[Source data]
⟨
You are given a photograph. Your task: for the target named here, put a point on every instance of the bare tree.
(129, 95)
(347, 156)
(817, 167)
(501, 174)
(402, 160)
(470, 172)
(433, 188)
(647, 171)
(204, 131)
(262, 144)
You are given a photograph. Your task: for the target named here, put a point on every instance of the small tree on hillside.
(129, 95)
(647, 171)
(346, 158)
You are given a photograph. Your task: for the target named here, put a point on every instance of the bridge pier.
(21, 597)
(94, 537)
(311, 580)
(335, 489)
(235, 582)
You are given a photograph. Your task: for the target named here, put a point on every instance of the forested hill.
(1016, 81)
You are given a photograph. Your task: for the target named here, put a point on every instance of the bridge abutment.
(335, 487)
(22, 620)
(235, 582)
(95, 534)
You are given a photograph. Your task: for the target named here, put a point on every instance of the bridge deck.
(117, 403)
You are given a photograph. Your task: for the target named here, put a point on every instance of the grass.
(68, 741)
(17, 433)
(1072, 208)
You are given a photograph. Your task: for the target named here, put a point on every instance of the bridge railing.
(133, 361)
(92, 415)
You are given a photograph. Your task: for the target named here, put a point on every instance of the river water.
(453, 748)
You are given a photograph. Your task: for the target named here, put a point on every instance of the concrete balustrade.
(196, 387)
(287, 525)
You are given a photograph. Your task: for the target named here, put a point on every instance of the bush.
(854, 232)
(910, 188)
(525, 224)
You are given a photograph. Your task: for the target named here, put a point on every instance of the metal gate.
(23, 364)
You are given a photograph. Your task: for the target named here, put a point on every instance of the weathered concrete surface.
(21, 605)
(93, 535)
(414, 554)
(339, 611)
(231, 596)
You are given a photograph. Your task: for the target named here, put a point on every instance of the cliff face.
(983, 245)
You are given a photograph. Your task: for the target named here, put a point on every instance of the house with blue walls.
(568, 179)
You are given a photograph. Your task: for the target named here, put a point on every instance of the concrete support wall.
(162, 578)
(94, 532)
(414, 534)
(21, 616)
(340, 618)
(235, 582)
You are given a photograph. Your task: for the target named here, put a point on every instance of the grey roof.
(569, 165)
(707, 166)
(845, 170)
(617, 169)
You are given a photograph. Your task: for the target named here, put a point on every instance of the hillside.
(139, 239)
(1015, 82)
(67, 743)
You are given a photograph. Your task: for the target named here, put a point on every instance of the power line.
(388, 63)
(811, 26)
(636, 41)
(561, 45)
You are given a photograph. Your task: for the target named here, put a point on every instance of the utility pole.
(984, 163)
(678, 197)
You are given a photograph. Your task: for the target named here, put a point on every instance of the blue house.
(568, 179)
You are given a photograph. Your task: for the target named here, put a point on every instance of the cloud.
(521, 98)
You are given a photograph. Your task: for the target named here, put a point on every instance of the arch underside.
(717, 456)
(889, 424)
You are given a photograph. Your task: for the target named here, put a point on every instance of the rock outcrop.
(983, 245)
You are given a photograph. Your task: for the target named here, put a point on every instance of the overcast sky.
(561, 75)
⟩
TASK DESCRIPTION. Reproduce every one of the entries above word for word, without changing any of them.

RESULT FOR THIS TASK.
You are given a photograph. Your task: for the target named here, put a point on every instance of the bare tree.
(129, 95)
(347, 156)
(817, 167)
(501, 174)
(402, 160)
(470, 172)
(433, 188)
(647, 171)
(204, 131)
(262, 144)
You are given a photograph. Your task: for the target named here, put a point on every instance of the small tree on hillside.
(129, 95)
(647, 171)
(346, 158)
You are given a photograph. Your task: for the target named here, put a point on every instance of the bridge pier.
(21, 597)
(94, 537)
(311, 580)
(335, 489)
(235, 582)
You are given a photograph. Your task: for the target named here, put a point on every instance of the forested hill.
(1016, 81)
You are given a photograph. Your task: for the target named here, put a point on every instance of the bridge abutment.
(335, 487)
(22, 620)
(235, 582)
(95, 534)
You are given a photograph. Your task: for the target named here, put a point on every instance of the bridge deck.
(117, 403)
You are given a photograph. Your task: for the target named here, put a point on every instance of the grass.
(68, 741)
(17, 433)
(1072, 208)
You are given a photograph. Your task: for the target named here, put a point on every instance of the bridge railing.
(133, 361)
(92, 415)
You are given a photograph. Your task: for the target named here, put a point on every instance of the river water.
(453, 748)
You are given a photograph. Your task: for the target named here, put a point on every instance of the concrete balustrade.
(196, 387)
(287, 525)
You are given a photograph. Your task: for the target named here, put a point on every instance of the bush.
(854, 232)
(910, 188)
(525, 224)
You are given a photograph. Your task: for the target named here, put a point on every instance of the metal gate.
(23, 364)
You are given a photograph. Your task: for the target named here, put a point on every instance of the weathered concrete surface.
(21, 605)
(93, 535)
(414, 554)
(339, 611)
(231, 596)
You are given a photograph. Your task: for the target named here, put a point on every instance of the cliff face.
(983, 245)
You are given a photograph. Your task: for the target named here, put a point on every instance of the house with blue walls.
(568, 179)
You are given a photograph. Your task: for the target named here, put a point on every instance of the concrete support wall.
(162, 578)
(94, 532)
(414, 534)
(21, 616)
(340, 618)
(235, 582)
You are given a photograph. Your task: for the target named here, put a point on every instance of the grey roof.
(569, 165)
(707, 166)
(845, 170)
(617, 169)
You are given a photograph. Your task: for the target named here, put a point on every instance of the hillside.
(139, 239)
(1015, 82)
(67, 743)
You are given a photograph. Your task: for the target named here, put a point on every instance of the power line.
(388, 63)
(811, 26)
(636, 41)
(561, 45)
You are given a photograph. Your task: for the target named here, put a point on every instance of the utility pole.
(984, 163)
(678, 197)
You are given a photograph. Your task: for the target named here, put a point on every instance of the blue house.
(568, 179)
You are given a photograph. Your task: for the target named here, put a point on every instance of the cloud.
(521, 98)
You are given a photograph. Your task: for the target named here, put a point on every instance of the arch underside.
(717, 456)
(889, 424)
You are given a photograph. Your task: for the target named here, put a point on every instance of the rock outcrop.
(983, 245)
You are given a photograph. Your task: for the target named here, put a point on every instance of the overcast sky.
(561, 75)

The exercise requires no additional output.